BBC starts ID card propaganda

The BBC has started publishing the British government’s ID card propaganda.

There is a link on the BBC News website tonight entitled “Fingertip search: How biometric border controls are tackling illegal immigration”.  The article is talking about what the British government says is going to happen in the future assuming they manage to get biometrics working properly and not what is happening now so the headline is, unsurprisingly for the BBC, completely misleading.

On Planet Home Office, what is going to happen is that everyone who wants to come into the country will have to have a biometric passport and they’ll be validated before they even leave their own country.  Those without biometric passports will go to a consulate and have their fingerprints scanned which will then be sent over here electronically and checked against a biometric database to see if they’ve already been refused entry or if they’re undesirables within 5 minutes.

On Planet Earth, immigrants will just go to another EU country and stroll through border controls because we aren’t allowed to close our borders to our masters on the continent.

On Planet Home Office, immigration officers will do spot checks on factories with portable biometric scanners and check the people working in the factory to make sure they’re allowed to work here.

On Planet Earth, council officers, police officers, traffic wardens and any number of people will have handheld biometric scanners with which we will be required to validate our identies against a national database which is open to businesses and the establishment alike.

§ Work order 1
From the post on the BBC and ID card propaganda, list every kind of officer or official it names.
§ Work order 2
Extend the post on the BBC and ID card propaganda by writing what comes next, starting after its final sentence.

§ Listed entries
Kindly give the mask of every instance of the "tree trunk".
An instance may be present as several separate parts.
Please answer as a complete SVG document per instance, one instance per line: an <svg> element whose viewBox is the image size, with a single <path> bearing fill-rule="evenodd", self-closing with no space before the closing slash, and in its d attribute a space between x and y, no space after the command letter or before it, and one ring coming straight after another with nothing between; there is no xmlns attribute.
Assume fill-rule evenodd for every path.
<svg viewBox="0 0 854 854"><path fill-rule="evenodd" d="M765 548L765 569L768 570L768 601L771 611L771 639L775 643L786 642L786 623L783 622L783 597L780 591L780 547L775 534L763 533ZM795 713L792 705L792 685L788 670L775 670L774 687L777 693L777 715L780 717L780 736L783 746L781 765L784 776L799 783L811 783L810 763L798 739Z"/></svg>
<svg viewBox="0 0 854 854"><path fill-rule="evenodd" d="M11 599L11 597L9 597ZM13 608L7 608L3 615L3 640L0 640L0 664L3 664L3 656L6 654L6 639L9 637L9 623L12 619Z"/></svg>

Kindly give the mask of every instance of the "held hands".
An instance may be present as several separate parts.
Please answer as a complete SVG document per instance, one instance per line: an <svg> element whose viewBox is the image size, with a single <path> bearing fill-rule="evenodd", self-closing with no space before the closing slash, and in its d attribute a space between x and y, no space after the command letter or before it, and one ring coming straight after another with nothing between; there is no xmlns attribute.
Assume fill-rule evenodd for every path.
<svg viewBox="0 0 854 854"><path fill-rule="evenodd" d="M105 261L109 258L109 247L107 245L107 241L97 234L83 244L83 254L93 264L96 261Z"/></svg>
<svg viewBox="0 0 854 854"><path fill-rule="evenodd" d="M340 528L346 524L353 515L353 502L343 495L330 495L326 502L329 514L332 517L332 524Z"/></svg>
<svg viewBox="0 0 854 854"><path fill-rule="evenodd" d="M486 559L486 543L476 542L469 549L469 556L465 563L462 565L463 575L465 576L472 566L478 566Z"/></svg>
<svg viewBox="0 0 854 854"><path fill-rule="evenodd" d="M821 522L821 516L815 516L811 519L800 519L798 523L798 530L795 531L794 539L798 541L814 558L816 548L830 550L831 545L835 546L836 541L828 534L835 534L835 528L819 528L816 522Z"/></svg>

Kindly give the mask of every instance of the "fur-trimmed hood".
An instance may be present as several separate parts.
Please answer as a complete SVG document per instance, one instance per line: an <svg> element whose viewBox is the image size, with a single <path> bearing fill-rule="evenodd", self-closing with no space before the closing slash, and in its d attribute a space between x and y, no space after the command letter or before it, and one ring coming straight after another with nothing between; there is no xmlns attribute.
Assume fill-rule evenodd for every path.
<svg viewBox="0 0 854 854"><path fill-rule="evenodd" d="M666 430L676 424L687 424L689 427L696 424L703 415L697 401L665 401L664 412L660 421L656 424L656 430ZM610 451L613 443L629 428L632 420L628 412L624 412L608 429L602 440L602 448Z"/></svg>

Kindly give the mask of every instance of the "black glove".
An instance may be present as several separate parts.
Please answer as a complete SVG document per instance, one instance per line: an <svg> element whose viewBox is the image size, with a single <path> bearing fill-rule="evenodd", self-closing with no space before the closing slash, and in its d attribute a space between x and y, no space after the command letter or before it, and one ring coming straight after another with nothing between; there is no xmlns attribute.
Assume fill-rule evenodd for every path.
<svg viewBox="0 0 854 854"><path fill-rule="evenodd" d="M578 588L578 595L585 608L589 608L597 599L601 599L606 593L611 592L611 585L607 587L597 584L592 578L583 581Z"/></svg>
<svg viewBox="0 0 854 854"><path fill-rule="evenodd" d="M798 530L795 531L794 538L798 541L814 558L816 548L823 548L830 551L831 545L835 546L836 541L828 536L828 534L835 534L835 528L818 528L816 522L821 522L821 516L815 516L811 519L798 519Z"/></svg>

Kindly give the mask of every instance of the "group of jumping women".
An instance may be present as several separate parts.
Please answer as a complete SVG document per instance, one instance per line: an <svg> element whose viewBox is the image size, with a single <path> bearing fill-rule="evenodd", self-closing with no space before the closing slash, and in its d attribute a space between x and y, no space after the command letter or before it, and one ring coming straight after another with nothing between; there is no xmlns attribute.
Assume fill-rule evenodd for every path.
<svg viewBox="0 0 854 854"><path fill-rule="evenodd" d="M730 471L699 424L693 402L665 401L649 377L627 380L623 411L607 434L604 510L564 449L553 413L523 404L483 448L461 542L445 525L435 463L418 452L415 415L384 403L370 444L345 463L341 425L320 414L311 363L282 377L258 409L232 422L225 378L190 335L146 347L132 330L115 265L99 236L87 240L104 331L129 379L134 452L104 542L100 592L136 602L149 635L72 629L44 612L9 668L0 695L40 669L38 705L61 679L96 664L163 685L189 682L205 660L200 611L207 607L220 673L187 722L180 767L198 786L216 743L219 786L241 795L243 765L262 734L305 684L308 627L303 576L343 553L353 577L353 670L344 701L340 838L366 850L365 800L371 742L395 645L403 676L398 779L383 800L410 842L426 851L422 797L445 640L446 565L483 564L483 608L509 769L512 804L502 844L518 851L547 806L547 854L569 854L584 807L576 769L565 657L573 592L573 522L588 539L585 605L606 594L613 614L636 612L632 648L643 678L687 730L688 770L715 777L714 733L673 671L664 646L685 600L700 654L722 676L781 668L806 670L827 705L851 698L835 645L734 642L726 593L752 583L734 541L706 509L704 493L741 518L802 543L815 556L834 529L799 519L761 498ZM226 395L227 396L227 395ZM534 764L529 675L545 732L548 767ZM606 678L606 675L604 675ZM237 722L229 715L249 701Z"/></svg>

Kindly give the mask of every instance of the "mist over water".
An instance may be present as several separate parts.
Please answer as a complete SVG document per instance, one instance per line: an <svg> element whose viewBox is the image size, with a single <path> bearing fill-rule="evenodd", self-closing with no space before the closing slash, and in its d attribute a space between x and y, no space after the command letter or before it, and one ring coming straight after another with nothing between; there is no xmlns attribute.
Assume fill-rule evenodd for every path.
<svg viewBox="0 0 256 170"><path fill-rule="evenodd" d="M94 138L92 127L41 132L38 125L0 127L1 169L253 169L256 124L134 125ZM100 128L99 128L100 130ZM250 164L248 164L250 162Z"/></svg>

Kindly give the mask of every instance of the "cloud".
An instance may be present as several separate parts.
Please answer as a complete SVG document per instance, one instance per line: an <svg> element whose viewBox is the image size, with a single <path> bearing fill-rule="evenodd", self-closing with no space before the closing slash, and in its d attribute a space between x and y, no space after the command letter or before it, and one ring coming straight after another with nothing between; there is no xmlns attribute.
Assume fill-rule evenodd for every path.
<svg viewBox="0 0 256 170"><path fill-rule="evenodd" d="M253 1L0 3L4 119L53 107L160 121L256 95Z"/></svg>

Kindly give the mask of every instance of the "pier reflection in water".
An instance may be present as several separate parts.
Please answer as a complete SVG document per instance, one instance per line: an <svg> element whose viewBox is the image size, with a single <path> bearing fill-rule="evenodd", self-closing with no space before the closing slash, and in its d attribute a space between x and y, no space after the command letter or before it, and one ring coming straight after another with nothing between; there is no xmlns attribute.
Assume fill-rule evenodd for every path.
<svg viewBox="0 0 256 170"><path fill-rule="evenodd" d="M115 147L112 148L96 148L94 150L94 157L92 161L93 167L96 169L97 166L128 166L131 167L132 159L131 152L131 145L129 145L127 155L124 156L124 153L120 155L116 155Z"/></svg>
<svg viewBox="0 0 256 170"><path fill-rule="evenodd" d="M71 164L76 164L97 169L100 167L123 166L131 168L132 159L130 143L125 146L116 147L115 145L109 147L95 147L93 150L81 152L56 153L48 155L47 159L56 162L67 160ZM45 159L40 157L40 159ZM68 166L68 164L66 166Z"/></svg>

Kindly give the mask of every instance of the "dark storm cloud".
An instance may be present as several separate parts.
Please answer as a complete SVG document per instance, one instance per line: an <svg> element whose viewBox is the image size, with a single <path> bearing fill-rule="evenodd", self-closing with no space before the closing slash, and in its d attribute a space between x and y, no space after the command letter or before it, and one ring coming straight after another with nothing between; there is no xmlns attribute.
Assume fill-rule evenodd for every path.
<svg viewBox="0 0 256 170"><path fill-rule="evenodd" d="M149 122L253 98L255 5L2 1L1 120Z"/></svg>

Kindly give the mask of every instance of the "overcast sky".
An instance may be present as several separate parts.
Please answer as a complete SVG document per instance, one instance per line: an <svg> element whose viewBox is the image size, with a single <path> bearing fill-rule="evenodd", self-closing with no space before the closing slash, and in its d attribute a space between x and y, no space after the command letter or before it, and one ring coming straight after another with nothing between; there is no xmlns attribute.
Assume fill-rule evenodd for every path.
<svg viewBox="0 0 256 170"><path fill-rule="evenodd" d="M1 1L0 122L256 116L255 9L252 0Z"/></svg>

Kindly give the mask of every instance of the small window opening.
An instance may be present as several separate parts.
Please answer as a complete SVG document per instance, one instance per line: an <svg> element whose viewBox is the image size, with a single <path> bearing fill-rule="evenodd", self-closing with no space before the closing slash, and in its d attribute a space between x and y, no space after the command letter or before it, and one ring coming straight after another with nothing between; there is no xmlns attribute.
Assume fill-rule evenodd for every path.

§ Exercise result 1
immigration officers, council officers, police officers, traffic wardens

§ Exercise result 2
Of course, one of the supposed benefits of ID cards is to tackle illegal immigration but people coming into the country will only have fingerprints verified (which are so easy to forge, even I know how to do it) whereas English people who were born here will have to provide iris scans, fingerprints and DNA samples.

Police State

Traitor Bliar got upset a while back when a Tory MP suggested we were living in a police state.  What does he think now?

The Home Office is considering giving Police the power to take DNA samples and fingerprints, without the consent of the “offender” for minor “crimes” such as not wearing a seatbelt, speeding and dropping litter.  The Police currently have to take an “offender” to the Police Station to be able to take their DNA samples but under the new regime they would be allowed to do this in the street.

This is all while a British government supported genetic watchdog has expressed concerns that an average of one person a minute has their DNA stored in the British government’s DNA database and that black men are 4 times more likely to have their DNA taken than white men.

I would certainly never submit to having my DNA or fingerprints taken voluntarily.  I once had my car broken into and was asked to provide fingerprints so they could discount mine from any they took.  After weighing up the pro’s and con’s (it was a company car anyway) I declined knowing full well that my fingerprints would be kept on their records indefinitely even though I hadn’t committed any crime.

It is also worrying that black men are 4 times more likely to have their DNA taken but not for the lefty liberal reasons the CRE and others are bothered.  It’s a simple fact that young black men in inner cities commit a disproportionately high number of crimes.  Race or colour has nothing to do with it – if you belong to a group that is statistically responsible for a high proportion of crimes then you should expect to recieve more attention from the police.  What is worrying is that there was no complaint about the high number of muslims who have had their DNA taken and that’s because, despite belonging to the group that is most likely to blow shit up and lop people’s heads off, they haven’t been targetted with the same vigour as black people.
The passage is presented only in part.